Exercise goal: A word-for-word reproduction of the data below is needed, with no pictures in it.

Source data:
───
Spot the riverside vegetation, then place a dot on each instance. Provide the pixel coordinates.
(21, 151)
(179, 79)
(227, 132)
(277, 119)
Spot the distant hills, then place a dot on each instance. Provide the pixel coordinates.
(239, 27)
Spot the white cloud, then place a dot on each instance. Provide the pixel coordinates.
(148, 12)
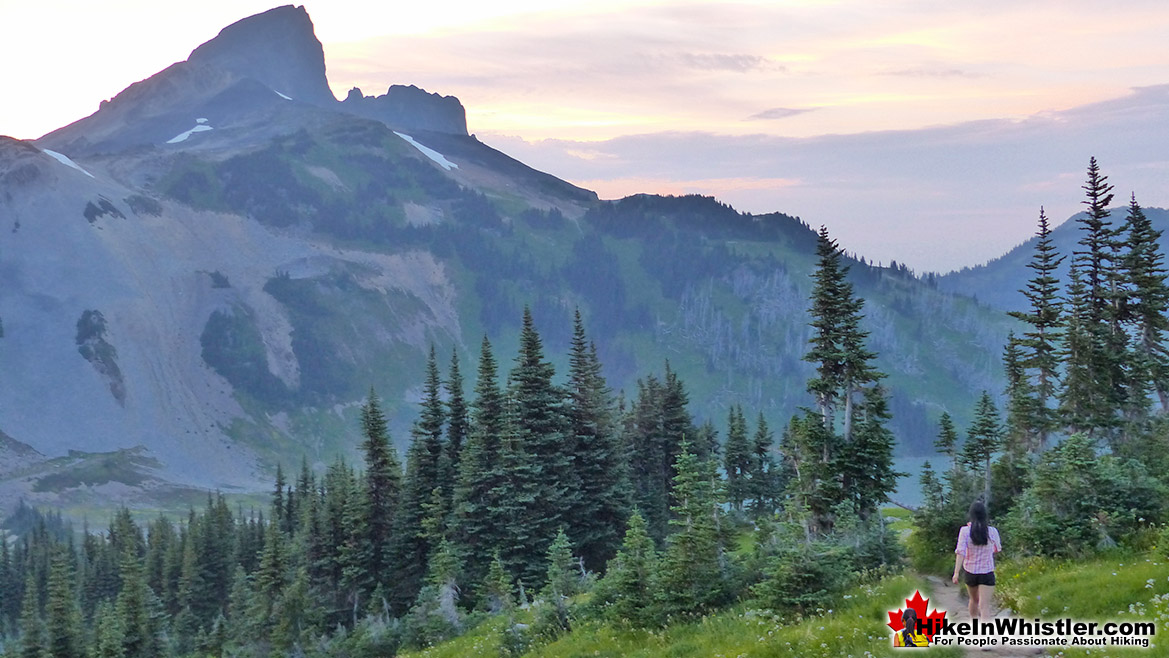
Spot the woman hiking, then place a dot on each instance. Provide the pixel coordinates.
(977, 542)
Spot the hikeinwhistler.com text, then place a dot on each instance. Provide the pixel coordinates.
(1012, 631)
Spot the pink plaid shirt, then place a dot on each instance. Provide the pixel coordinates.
(977, 559)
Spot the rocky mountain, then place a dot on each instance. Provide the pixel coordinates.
(205, 277)
(998, 282)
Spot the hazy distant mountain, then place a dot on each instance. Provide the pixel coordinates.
(220, 262)
(998, 282)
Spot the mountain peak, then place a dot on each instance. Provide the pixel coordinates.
(278, 48)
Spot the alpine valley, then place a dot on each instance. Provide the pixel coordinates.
(203, 279)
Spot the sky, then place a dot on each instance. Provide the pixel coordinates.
(919, 131)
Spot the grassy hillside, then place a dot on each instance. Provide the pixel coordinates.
(856, 628)
(719, 293)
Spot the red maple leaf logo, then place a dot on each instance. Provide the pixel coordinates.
(929, 624)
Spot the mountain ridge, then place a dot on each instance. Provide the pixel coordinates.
(998, 282)
(257, 263)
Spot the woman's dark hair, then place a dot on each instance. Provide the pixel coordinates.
(979, 523)
(911, 625)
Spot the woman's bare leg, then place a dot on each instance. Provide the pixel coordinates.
(987, 601)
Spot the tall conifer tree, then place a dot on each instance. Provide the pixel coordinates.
(1148, 307)
(599, 510)
(409, 547)
(737, 459)
(381, 494)
(1040, 343)
(983, 440)
(477, 525)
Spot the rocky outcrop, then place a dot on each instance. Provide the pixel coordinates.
(277, 48)
(409, 108)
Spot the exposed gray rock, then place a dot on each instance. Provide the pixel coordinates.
(409, 108)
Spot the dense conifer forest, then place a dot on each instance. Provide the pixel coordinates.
(528, 490)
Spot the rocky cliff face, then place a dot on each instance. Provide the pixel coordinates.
(277, 48)
(409, 108)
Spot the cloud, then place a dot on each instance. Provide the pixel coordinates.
(719, 62)
(780, 113)
(927, 73)
(936, 199)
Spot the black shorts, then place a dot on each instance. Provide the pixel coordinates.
(977, 580)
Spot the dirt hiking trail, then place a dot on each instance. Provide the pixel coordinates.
(947, 596)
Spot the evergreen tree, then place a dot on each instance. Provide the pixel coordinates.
(647, 455)
(538, 458)
(1100, 306)
(677, 426)
(409, 547)
(279, 514)
(932, 491)
(457, 427)
(562, 577)
(140, 635)
(1079, 406)
(867, 464)
(827, 312)
(982, 440)
(1039, 344)
(63, 618)
(296, 616)
(599, 506)
(692, 575)
(1023, 427)
(32, 629)
(947, 440)
(706, 441)
(498, 588)
(1147, 310)
(829, 465)
(109, 631)
(477, 526)
(630, 577)
(737, 459)
(765, 471)
(379, 504)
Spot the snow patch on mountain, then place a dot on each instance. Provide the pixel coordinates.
(200, 126)
(64, 160)
(429, 152)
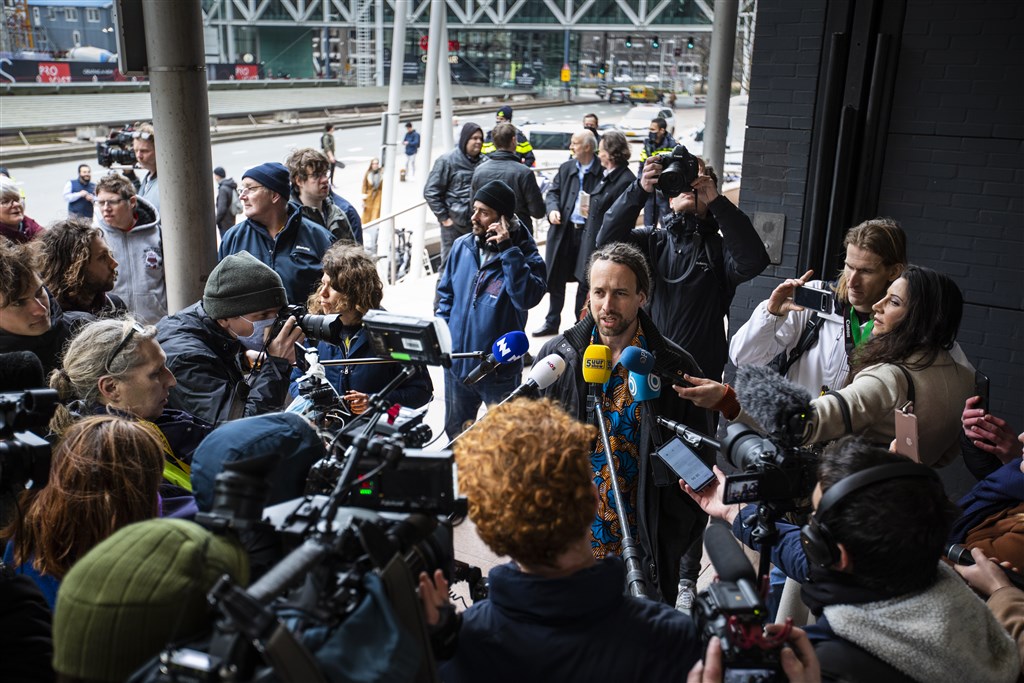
───
Result of this exercise:
Spot the riverside vegetation, then place a dot on each instance. Provide the pixel coordinates.
(21, 151)
(179, 79)
(227, 132)
(277, 119)
Spot the distant hills, then place a dot on each instance. Provide the pixel coordinates.
(239, 27)
Spot the white cloud, then place a dot on each instance. Provide the pixel coordinates.
(148, 12)
Spot the woman hiking, then place a dot on each instance. Provide the pixel coordinates.
(977, 542)
Spot the hikeinwhistler.com text, then place a dot on each instance. Provide the pixel coordinates.
(1012, 631)
Spot the pink plaid shirt, then place a dot on each instance. Provide the pixel coordinates.
(977, 559)
Spot the rocky mountain, then place a dot on each instance. Provide the pixel coordinates.
(205, 277)
(998, 282)
Spot the hazy distant mountain, then place a dot on each instance. Provide the pixel coordinates.
(220, 262)
(998, 282)
Spot the mountain peak, then place a dot on each instance. Provide the pixel coordinates.
(278, 48)
Spot the alpine valley, then place a dot on each instance. Provide the pixel coordinates.
(203, 279)
Spot the sky, then place a dot on each instance. Provide the pixel coordinates.
(919, 131)
Spot the grassy hillside, then place a dot on each instance. Provide the pixel coordinates.
(856, 628)
(719, 293)
Spot the red maple leaf logo, then place a dot on each instance. Provide the pixel coordinates.
(929, 624)
Spot the mountain ridge, then place a dot on each instance. Provide the pixel coordinates.
(998, 282)
(257, 263)
Spot the woman's dark hair, then place a dot on each instance. Provide the pixel coordinates.
(979, 523)
(911, 625)
Spot the woman's bare leg, then place a dot on each instance. Provide the pixel coordinates.
(987, 601)
Spot the tall conifer tree, then place a dot on each instance. Provide the pixel coordinates.
(1148, 307)
(599, 510)
(409, 547)
(737, 459)
(381, 494)
(1040, 343)
(983, 440)
(477, 525)
Spot the rocky outcrop, then place a dot on each instance. Provide the pixel coordinates.
(277, 48)
(409, 108)
Spot the exposed gray rock, then place a dot on each instance. Provide the pixel coordinates.
(409, 108)
Spot the dense conifer forest, then place a dot on each instance. Provide the pixel coordinates.
(528, 490)
Spot the rocky cliff face, then place a dot on each instance. Provide the pixel coordinates.
(277, 48)
(409, 108)
Spot the cloud, then place a dot on each instance. Provide the pixel coordinates.
(719, 62)
(780, 113)
(927, 73)
(936, 199)
Spot the black shorts, then place a dot on each instance. Provide the pixel coordinates.
(977, 580)
Spot the dirt hiking trail, then place a dot on each instance. Provide the pixel coordinates.
(947, 596)
Spot the evergreen tree, then place a dot on each instance. Provide the pixel coordinates.
(647, 455)
(538, 458)
(1100, 306)
(677, 426)
(409, 547)
(279, 514)
(932, 491)
(457, 427)
(562, 577)
(140, 635)
(1079, 406)
(867, 464)
(827, 312)
(982, 440)
(1039, 344)
(63, 618)
(296, 616)
(599, 506)
(692, 575)
(1023, 427)
(32, 629)
(947, 440)
(706, 441)
(498, 588)
(1147, 310)
(829, 465)
(109, 631)
(477, 526)
(630, 577)
(737, 459)
(765, 471)
(379, 504)
Spot the snow patch on mountain, then place a dot on each instance. Provide the pixel coordinates.
(200, 126)
(64, 160)
(429, 152)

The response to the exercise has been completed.